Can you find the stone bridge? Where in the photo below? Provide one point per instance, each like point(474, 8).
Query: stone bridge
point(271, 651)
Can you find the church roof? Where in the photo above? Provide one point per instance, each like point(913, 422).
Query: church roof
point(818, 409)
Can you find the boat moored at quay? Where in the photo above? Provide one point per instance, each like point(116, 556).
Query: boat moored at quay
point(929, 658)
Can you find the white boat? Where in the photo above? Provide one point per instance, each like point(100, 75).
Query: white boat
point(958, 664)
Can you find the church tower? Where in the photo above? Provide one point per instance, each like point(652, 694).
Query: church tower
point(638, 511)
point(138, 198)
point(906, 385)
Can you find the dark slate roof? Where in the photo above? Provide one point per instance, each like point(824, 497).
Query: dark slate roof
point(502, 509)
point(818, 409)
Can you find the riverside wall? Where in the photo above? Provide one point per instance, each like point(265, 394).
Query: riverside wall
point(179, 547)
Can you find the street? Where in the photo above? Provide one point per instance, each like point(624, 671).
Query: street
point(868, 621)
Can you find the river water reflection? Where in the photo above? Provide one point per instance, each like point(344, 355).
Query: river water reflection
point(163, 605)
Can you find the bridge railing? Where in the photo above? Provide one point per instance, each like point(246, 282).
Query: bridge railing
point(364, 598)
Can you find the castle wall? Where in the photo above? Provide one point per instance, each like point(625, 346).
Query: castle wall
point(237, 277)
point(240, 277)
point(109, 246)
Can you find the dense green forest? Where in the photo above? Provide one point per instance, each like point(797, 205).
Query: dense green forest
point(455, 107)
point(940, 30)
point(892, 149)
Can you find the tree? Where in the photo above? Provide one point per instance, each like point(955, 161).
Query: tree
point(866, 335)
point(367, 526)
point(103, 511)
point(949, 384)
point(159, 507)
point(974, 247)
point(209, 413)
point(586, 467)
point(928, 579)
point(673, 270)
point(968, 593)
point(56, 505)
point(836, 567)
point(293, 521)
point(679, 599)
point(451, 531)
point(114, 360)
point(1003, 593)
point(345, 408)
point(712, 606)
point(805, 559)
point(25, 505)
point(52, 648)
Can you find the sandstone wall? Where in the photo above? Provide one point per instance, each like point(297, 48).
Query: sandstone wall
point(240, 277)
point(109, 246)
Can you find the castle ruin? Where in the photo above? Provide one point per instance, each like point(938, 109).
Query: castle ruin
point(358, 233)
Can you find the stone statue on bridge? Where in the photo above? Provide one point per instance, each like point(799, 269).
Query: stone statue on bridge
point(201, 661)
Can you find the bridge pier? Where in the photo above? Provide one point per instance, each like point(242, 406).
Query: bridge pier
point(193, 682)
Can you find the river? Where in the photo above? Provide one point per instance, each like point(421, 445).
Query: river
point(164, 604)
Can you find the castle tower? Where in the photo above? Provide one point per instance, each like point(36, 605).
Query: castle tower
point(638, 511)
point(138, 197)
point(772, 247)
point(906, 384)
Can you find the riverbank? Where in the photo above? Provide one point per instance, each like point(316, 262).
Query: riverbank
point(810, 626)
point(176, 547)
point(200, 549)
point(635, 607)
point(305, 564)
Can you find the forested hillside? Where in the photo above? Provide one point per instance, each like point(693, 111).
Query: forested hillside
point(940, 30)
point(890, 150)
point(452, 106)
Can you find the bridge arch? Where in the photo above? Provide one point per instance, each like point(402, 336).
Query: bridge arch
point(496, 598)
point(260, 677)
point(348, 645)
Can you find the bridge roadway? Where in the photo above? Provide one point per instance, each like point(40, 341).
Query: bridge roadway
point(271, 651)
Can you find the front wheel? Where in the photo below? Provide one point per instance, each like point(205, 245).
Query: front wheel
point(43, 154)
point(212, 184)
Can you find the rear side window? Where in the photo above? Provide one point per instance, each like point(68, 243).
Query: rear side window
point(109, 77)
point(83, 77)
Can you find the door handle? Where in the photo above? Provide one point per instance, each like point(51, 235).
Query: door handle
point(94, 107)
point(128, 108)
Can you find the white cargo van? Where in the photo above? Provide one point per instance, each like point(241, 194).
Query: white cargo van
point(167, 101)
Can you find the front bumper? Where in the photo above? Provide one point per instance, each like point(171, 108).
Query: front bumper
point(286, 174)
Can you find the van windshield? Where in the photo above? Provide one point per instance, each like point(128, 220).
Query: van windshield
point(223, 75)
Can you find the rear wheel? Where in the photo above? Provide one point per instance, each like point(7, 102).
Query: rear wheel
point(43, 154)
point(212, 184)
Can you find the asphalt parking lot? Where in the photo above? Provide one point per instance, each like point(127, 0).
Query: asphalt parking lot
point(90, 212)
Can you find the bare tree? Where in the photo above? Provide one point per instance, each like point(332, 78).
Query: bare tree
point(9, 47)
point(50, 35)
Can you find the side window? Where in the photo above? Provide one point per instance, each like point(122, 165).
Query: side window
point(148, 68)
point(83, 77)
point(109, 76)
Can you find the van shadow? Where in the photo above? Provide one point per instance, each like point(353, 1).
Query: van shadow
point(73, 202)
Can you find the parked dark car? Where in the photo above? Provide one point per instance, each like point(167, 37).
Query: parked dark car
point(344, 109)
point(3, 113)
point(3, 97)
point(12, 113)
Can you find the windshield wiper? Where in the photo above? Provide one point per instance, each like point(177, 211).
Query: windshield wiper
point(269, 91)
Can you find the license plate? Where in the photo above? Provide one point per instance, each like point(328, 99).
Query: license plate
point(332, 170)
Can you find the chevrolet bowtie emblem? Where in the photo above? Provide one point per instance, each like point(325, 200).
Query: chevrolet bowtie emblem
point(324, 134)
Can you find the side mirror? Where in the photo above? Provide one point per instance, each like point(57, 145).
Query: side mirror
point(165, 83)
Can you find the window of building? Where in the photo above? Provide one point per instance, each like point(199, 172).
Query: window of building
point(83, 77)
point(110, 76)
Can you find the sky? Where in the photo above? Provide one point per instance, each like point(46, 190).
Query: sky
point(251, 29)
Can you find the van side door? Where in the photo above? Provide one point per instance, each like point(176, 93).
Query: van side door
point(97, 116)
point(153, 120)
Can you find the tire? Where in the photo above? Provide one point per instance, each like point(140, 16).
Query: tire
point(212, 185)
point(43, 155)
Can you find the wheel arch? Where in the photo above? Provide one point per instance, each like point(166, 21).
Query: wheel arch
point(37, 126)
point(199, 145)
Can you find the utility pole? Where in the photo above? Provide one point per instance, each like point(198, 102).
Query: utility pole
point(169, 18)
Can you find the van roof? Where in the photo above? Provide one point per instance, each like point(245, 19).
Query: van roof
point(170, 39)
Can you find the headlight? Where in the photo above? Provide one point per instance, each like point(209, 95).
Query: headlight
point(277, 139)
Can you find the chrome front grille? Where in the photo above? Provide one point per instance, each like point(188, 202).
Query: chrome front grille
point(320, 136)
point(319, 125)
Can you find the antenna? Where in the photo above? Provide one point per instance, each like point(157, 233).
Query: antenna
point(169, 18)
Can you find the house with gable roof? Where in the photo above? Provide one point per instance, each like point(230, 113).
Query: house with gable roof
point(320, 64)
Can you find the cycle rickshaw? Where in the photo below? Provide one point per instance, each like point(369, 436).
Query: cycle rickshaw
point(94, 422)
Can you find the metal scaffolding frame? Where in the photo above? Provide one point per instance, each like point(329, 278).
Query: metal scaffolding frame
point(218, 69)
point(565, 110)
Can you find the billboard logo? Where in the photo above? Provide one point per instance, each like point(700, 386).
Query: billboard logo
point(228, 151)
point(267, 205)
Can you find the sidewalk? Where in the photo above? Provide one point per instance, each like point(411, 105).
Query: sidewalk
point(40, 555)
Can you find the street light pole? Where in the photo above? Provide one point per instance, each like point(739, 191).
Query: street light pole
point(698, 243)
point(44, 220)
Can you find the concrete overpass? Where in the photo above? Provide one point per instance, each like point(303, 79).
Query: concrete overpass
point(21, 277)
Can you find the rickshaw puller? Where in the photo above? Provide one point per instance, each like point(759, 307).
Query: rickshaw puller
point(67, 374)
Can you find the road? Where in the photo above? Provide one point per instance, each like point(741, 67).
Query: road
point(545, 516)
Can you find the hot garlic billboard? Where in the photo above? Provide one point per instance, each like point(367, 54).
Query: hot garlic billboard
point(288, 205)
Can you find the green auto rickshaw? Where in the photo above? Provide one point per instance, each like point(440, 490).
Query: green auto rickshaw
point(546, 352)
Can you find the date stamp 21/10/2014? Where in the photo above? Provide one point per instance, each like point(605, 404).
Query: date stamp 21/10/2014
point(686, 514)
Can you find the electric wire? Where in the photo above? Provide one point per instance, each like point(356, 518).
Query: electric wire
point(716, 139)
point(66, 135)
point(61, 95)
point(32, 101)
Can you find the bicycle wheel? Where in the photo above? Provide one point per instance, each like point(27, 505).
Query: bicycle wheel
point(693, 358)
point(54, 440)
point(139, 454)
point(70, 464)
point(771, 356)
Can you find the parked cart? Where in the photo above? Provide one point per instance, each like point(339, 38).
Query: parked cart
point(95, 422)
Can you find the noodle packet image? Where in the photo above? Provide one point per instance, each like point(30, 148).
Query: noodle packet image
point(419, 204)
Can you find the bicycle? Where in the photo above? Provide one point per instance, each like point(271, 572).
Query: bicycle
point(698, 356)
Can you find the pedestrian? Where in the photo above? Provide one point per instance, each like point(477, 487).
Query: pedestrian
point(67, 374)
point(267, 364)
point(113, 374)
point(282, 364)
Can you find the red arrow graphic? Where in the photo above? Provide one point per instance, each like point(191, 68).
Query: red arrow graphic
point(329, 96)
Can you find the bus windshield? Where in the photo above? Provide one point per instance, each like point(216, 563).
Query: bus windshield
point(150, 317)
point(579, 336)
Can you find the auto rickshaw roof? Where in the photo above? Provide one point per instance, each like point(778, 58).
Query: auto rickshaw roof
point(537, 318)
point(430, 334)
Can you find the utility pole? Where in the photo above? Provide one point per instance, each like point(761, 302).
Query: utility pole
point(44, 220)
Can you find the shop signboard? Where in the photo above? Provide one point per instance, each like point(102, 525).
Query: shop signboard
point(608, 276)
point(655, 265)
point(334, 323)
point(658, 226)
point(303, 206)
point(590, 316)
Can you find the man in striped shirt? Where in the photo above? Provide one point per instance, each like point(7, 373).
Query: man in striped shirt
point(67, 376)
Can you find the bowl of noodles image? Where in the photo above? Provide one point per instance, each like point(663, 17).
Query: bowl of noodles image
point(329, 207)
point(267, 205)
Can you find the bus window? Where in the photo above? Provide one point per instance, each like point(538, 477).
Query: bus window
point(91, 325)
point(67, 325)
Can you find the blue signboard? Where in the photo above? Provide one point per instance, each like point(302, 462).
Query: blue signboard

----

What you are asked to do
Repeat, character for character, the lines from the one that holds "Can you find the auto" to the final line of the material, inclusive, and no other lines.

Solved problem
Can you find the auto rickshaw roof? Where in the photo above? Provide one point per instance, each like point(778, 58).
Query: auto rickshaw roof
point(537, 318)
point(430, 334)
Can you find the utility pole? Where in the photo above? Provide one point per instance, each like point(761, 302).
Query: utility pole
point(44, 220)
Can you find the shop signboard? Where in the photo above? Provide one point per instance, each like point(102, 525).
Query: shop signboard
point(608, 276)
point(655, 265)
point(334, 323)
point(658, 226)
point(303, 206)
point(590, 316)
Can you find the man in striped shirt? Where in the photo above? Provide one point per instance, each like point(7, 373).
Query: man in striped shirt
point(67, 376)
Can you find the bowl of noodles image? Where in the photo above? Provide one point per instance, each like point(663, 17).
Query: bowl of noodles image
point(329, 207)
point(267, 205)
Can you find the bus window? Where in the photo above? Provide one point per instance, each like point(538, 477).
Query: bus window
point(91, 325)
point(67, 325)
Can you find the blue signboard? Where in the photo above? Provide one point per instance, each like point(302, 462).
Query: blue signboard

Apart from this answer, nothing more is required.